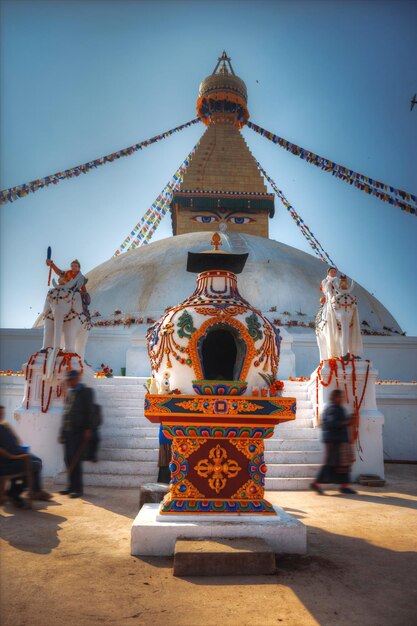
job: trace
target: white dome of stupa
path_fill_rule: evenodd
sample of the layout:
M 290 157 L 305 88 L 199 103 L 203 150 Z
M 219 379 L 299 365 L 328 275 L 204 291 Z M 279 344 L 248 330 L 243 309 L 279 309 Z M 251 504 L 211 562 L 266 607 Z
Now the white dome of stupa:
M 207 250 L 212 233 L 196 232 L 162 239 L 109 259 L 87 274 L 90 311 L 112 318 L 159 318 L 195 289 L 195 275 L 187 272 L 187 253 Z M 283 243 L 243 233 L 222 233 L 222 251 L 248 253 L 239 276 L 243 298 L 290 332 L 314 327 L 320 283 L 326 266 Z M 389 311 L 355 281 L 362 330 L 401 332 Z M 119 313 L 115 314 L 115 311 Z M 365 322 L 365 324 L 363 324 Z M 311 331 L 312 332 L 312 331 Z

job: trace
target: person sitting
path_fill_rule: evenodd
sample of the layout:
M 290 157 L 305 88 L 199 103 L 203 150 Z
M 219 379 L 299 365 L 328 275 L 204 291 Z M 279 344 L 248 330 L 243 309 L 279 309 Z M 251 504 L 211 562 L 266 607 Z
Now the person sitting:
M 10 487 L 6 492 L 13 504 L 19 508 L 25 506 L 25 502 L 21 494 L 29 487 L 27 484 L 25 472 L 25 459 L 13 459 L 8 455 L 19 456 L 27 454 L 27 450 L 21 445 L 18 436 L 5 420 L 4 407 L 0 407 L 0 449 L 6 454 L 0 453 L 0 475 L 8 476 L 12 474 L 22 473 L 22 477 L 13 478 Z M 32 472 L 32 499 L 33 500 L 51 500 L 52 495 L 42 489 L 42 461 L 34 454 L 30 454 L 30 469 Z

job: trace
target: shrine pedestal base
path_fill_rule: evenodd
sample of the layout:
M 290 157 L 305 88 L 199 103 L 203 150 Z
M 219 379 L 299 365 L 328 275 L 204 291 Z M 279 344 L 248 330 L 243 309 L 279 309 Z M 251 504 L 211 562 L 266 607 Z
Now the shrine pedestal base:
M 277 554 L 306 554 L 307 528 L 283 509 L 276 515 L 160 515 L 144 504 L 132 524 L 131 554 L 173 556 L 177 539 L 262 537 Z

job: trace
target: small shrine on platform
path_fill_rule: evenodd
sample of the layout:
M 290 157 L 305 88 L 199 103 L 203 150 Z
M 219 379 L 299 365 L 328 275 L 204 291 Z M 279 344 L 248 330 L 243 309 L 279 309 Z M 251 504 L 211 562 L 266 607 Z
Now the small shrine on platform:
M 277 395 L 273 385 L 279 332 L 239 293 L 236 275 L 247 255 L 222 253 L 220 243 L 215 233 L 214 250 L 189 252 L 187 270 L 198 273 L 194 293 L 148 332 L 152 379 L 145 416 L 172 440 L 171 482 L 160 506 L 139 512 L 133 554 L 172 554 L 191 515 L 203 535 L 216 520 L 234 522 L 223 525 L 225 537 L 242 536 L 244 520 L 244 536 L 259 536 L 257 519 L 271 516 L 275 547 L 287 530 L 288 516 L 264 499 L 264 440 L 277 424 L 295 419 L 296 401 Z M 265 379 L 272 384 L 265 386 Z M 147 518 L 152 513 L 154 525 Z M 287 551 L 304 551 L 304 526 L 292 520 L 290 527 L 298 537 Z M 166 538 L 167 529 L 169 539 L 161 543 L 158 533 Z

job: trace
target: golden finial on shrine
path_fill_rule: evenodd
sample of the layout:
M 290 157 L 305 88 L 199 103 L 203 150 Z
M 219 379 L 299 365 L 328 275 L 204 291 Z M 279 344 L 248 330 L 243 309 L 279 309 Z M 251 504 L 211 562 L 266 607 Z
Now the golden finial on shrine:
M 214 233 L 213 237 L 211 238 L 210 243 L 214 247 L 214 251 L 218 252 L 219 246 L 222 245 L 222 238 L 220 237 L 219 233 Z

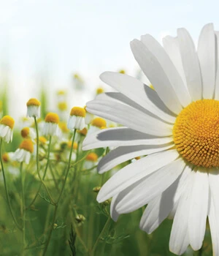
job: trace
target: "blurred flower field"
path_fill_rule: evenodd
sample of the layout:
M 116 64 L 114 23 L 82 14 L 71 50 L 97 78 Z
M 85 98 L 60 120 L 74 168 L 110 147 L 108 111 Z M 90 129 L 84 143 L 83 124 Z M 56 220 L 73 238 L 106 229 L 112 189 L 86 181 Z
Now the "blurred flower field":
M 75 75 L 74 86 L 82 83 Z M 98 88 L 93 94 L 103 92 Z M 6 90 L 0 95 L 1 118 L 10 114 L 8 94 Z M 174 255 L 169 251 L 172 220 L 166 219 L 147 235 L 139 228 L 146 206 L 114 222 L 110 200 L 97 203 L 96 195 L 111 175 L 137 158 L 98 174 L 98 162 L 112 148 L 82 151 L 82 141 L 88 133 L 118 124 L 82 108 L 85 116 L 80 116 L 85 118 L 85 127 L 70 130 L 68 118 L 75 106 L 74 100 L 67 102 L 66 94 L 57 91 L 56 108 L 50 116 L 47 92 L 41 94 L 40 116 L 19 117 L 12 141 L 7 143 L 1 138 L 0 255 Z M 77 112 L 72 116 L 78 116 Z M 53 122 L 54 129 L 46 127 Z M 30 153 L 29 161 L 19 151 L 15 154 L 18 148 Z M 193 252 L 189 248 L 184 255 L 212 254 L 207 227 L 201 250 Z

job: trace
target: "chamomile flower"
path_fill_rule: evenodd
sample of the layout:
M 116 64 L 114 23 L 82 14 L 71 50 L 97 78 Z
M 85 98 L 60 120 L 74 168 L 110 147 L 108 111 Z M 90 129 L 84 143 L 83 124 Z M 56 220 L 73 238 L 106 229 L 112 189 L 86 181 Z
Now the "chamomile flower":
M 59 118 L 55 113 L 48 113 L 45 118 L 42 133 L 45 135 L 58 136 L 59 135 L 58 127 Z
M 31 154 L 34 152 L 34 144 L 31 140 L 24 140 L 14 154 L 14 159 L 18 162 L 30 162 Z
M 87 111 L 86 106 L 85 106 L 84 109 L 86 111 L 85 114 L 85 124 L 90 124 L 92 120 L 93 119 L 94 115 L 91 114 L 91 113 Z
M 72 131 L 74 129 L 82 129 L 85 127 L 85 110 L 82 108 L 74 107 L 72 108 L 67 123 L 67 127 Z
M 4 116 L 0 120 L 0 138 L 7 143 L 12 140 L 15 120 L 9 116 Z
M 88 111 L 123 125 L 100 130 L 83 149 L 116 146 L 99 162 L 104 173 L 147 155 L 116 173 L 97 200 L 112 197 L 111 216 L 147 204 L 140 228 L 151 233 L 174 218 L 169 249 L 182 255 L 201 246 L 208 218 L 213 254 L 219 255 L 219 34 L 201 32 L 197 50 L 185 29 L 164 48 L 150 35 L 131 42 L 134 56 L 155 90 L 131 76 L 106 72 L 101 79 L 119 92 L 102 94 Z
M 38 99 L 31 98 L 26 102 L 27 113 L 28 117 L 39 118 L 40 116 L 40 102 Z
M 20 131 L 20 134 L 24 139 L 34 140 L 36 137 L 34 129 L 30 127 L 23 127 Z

▶ TASK:
Write out everything from the start of the listing down to the line containing "M 277 554 L" again, requests included, and raise every coordinate in the answers by 118. Leave the pictures out.

▶ RESULT OF THIS TASK:
job: trace
target: white dome of stupa
path_fill_rule: evenodd
sample of the layout:
M 290 157 L 305 88 L 199 103 L 203 150 Z
M 219 379 L 299 365 L 328 275 L 204 291 Z M 279 344 L 248 330 L 243 309 L 279 309 Z M 251 504 L 211 562 L 266 607 Z
Now the white dome of stupa:
M 325 368 L 330 351 L 314 350 L 280 357 L 227 377 L 205 392 L 208 429 L 230 436 L 277 436 L 313 407 L 313 393 L 305 390 L 305 371 Z M 401 361 L 361 351 L 340 351 L 340 369 L 366 371 L 357 394 L 361 416 L 408 450 L 432 445 L 438 401 L 444 384 Z M 507 429 L 473 399 L 480 448 L 519 450 Z M 237 431 L 233 432 L 233 429 Z M 483 440 L 483 442 L 481 442 Z M 429 449 L 430 450 L 430 449 Z

job: trace
target: person sitting
path_fill_rule: evenodd
sample of the layout:
M 290 157 L 305 88 L 199 103 L 203 150 Z
M 219 379 L 299 365 L 328 275 L 204 291 Z M 279 344 L 248 330 L 243 309 L 279 309 Z M 251 504 L 211 562 L 266 607 Z
Now the person sitting:
M 128 605 L 124 610 L 131 622 L 137 626 L 143 624 L 143 620 L 139 612 L 147 605 L 145 602 L 143 590 L 143 577 L 131 577 L 126 573 L 137 574 L 145 572 L 145 568 L 139 563 L 136 554 L 123 538 L 122 525 L 118 525 L 118 567 L 124 572 L 118 571 L 118 593 L 126 594 L 130 592 L 140 591 L 140 595 L 131 596 Z M 150 590 L 150 617 L 151 618 L 169 618 L 170 613 L 160 607 L 160 579 L 152 572 L 148 572 L 148 587 Z

job: trace
target: shrine pedestal base
path_fill_rule: evenodd
sample of the layout:
M 290 157 L 305 88 L 199 103 L 203 150 Z
M 219 379 L 299 365 L 328 275 L 204 291 Z M 279 344 L 248 330 L 243 309 L 279 309 Z M 251 504 L 211 562 L 266 607 Z
Now the shrine pedestal base:
M 395 672 L 424 672 L 425 646 L 401 627 L 394 633 L 278 633 L 262 622 L 250 642 L 249 672 L 291 674 L 295 657 L 380 655 Z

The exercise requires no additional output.